## [RECORDS TO PROCESS]
#####

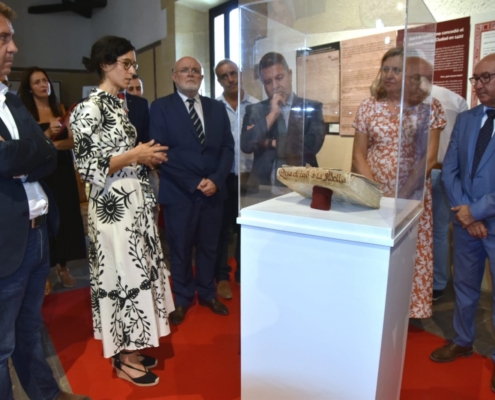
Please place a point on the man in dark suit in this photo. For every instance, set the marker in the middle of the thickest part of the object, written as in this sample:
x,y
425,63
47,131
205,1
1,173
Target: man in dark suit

#####

Output the entries above exactly, without their pictures.

Please place a point on the man in dark suit in this photo. For every instance, set the marker in the middle of the thickest part of the object, written as in this sample:
x,y
425,63
47,131
205,1
1,173
Target: man in dark suit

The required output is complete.